[Excerpts from a pointing dataset]
[Begin]

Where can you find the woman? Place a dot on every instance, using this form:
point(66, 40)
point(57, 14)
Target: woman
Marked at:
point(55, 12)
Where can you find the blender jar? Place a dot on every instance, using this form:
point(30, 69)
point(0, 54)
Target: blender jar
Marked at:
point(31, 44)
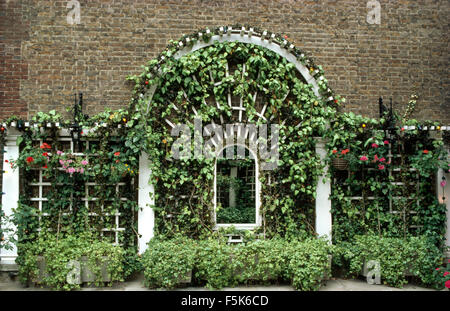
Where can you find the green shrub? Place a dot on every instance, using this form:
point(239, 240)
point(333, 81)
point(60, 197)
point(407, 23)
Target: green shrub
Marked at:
point(308, 263)
point(59, 251)
point(167, 262)
point(395, 255)
point(214, 263)
point(304, 263)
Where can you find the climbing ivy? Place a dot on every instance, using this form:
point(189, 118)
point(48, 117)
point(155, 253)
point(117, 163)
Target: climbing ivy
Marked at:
point(197, 85)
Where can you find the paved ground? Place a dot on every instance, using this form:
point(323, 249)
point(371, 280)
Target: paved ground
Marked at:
point(136, 285)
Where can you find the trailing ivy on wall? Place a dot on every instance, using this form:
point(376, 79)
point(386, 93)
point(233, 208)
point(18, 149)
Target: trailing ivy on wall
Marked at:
point(197, 85)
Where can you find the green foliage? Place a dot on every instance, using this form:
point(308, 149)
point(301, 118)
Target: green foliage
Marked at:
point(184, 187)
point(391, 196)
point(58, 251)
point(218, 264)
point(396, 256)
point(6, 231)
point(441, 276)
point(166, 263)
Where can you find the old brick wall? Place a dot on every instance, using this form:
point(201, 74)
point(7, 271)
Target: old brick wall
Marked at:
point(44, 60)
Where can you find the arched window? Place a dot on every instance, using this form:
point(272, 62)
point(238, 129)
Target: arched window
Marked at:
point(236, 197)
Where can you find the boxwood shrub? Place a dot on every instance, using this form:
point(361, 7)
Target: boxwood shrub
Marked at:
point(217, 264)
point(417, 255)
point(59, 250)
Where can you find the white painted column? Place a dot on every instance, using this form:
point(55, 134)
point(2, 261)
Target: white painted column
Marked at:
point(146, 216)
point(323, 192)
point(446, 194)
point(11, 190)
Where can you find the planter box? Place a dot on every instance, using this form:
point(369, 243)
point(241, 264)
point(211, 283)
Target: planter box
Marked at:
point(340, 164)
point(86, 274)
point(185, 279)
point(365, 271)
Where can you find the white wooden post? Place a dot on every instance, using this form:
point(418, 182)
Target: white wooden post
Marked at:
point(146, 216)
point(323, 202)
point(11, 190)
point(446, 201)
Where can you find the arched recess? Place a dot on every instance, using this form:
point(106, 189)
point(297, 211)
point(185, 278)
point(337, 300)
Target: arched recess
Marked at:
point(310, 74)
point(257, 186)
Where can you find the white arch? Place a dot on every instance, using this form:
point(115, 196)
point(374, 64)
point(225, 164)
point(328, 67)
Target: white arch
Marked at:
point(255, 39)
point(244, 37)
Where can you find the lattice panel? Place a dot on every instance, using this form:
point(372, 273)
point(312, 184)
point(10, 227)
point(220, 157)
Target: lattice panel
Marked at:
point(112, 223)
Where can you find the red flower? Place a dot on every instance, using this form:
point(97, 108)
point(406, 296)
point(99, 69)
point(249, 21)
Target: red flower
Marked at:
point(45, 146)
point(447, 283)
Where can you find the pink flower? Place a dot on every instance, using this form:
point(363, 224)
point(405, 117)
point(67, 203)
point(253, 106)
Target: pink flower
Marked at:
point(447, 283)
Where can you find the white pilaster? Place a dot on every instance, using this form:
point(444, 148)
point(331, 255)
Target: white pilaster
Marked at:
point(146, 216)
point(11, 190)
point(444, 197)
point(323, 202)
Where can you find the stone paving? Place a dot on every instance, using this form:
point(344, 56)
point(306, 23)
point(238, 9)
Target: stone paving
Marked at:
point(136, 284)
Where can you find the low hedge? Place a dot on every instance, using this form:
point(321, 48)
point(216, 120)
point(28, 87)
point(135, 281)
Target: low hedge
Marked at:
point(418, 255)
point(58, 251)
point(218, 264)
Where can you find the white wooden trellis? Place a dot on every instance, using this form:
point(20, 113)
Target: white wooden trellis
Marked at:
point(40, 199)
point(390, 158)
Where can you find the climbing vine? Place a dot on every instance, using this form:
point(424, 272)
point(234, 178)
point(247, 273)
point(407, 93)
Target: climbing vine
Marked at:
point(200, 85)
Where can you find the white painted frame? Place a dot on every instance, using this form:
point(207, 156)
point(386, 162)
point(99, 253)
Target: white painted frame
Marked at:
point(323, 205)
point(11, 189)
point(258, 218)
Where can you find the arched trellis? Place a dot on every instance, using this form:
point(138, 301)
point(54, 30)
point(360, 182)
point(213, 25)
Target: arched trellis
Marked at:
point(312, 75)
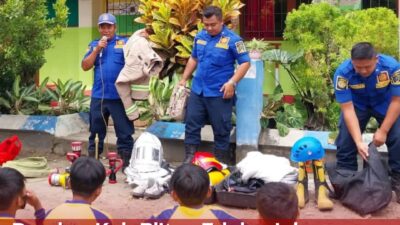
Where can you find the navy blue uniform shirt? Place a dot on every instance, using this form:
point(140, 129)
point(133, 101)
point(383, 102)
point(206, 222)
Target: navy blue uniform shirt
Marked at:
point(112, 62)
point(216, 58)
point(375, 91)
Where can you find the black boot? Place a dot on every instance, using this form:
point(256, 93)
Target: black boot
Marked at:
point(396, 185)
point(189, 153)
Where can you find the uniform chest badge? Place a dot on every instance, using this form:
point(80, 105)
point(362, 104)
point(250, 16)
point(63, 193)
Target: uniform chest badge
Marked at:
point(223, 43)
point(341, 83)
point(240, 47)
point(383, 79)
point(396, 78)
point(201, 42)
point(119, 44)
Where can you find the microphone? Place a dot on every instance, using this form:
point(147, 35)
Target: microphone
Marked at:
point(104, 38)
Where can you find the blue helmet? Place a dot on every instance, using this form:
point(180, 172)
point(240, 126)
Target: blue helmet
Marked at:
point(307, 148)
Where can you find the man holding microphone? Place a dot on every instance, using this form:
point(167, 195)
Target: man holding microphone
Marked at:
point(107, 58)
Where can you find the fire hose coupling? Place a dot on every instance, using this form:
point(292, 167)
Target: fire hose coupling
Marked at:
point(115, 164)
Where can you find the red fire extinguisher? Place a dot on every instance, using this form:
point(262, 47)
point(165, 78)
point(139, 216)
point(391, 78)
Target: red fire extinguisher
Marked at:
point(9, 149)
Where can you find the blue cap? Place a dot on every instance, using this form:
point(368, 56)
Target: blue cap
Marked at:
point(107, 18)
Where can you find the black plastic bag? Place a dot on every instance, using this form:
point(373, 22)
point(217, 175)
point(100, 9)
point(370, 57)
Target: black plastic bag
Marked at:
point(365, 191)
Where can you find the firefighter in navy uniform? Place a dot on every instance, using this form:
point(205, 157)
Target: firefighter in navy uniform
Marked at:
point(215, 51)
point(106, 55)
point(368, 85)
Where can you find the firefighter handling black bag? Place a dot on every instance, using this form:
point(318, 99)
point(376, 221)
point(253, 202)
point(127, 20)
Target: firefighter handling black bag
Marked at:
point(365, 191)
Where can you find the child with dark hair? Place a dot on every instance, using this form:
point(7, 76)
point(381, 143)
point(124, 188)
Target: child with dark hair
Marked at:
point(190, 187)
point(277, 201)
point(86, 179)
point(14, 195)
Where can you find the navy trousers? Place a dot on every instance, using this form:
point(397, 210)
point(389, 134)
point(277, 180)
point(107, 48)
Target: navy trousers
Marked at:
point(347, 151)
point(217, 111)
point(123, 127)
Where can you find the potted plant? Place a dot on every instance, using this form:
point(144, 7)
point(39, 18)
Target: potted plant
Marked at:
point(256, 47)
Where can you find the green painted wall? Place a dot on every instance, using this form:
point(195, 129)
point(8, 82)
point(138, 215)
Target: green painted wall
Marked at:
point(64, 59)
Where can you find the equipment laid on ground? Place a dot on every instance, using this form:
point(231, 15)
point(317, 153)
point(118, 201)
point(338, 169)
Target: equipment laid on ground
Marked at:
point(76, 147)
point(59, 179)
point(115, 164)
point(239, 188)
point(9, 149)
point(30, 166)
point(148, 174)
point(306, 149)
point(365, 191)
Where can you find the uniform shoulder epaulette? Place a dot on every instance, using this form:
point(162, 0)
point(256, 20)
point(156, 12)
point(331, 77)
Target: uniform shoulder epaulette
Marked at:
point(387, 61)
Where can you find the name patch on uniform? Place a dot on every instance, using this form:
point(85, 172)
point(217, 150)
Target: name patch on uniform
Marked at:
point(396, 78)
point(223, 43)
point(383, 79)
point(357, 86)
point(201, 42)
point(341, 83)
point(119, 44)
point(240, 47)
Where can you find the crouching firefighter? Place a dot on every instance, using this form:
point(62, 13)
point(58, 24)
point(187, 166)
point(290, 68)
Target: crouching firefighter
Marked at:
point(310, 149)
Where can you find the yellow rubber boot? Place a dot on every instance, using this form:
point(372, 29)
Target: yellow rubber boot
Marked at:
point(302, 185)
point(321, 190)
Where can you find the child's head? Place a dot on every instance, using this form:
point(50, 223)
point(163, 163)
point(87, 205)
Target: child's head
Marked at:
point(12, 190)
point(87, 176)
point(277, 200)
point(190, 185)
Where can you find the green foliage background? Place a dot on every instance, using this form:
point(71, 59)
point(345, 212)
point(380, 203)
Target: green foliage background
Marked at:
point(25, 35)
point(326, 35)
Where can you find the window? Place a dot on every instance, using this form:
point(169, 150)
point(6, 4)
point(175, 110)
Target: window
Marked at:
point(125, 12)
point(73, 11)
point(266, 18)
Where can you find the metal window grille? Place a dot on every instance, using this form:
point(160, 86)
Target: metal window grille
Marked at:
point(125, 12)
point(266, 18)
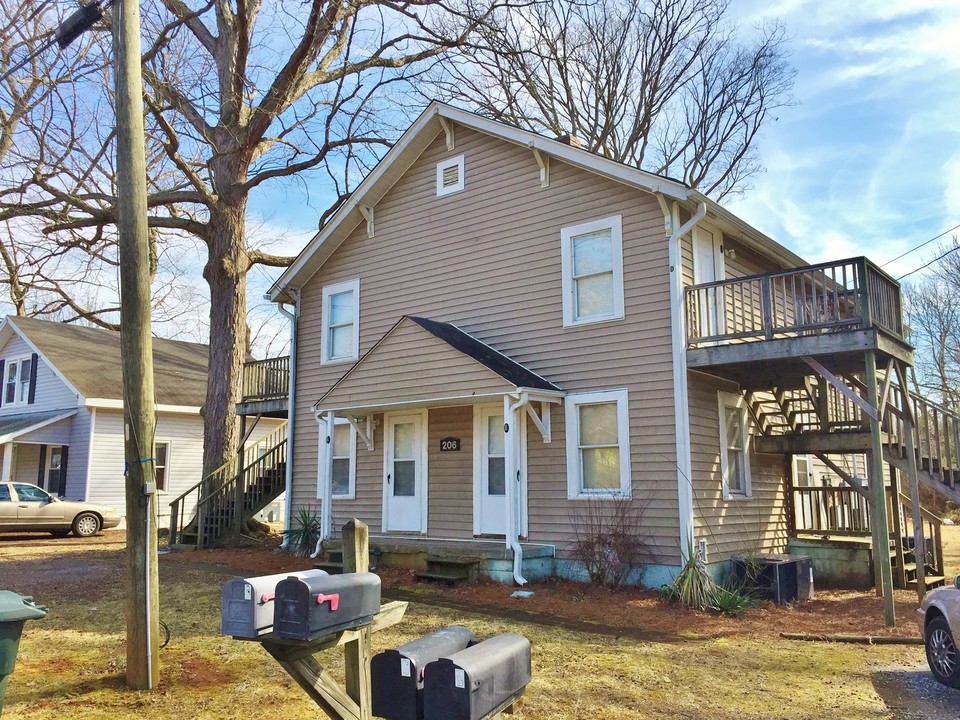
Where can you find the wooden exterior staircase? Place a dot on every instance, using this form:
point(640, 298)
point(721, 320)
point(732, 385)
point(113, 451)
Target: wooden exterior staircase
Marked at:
point(221, 503)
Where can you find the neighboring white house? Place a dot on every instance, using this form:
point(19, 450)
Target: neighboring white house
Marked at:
point(61, 411)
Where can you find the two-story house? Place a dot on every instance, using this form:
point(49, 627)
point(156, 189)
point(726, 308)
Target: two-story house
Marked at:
point(498, 328)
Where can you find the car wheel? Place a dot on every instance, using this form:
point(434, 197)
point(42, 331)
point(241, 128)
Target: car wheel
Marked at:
point(942, 655)
point(86, 524)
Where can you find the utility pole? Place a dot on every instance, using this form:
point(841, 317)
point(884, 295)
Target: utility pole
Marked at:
point(136, 346)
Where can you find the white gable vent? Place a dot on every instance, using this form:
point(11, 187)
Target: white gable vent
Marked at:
point(450, 176)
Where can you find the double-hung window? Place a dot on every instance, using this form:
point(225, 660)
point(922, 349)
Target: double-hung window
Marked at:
point(598, 444)
point(17, 385)
point(340, 333)
point(592, 269)
point(734, 446)
point(344, 449)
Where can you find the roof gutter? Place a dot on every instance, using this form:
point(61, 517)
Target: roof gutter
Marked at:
point(681, 397)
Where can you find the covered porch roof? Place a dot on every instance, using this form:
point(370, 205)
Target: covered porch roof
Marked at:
point(422, 363)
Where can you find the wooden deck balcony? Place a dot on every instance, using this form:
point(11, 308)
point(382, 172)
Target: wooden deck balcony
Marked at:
point(266, 387)
point(767, 323)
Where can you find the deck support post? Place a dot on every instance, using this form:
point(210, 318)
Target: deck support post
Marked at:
point(878, 497)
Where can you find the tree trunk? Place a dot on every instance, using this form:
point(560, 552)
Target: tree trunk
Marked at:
point(226, 276)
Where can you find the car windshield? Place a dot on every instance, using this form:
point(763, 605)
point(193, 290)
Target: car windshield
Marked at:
point(30, 493)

[End]

SET EXERCISE:
Reproduce verbatim the stretch of rows from the line containing "Where can you find the yellow" through the line containing "point(321, 190)", including both of those lines.

IN RESPONSE:
Where can you find the yellow rubber boot? Place a dot on every instance, using this form:
point(372, 29)
Target: yellow rubber boot
Marked at:
point(302, 185)
point(321, 190)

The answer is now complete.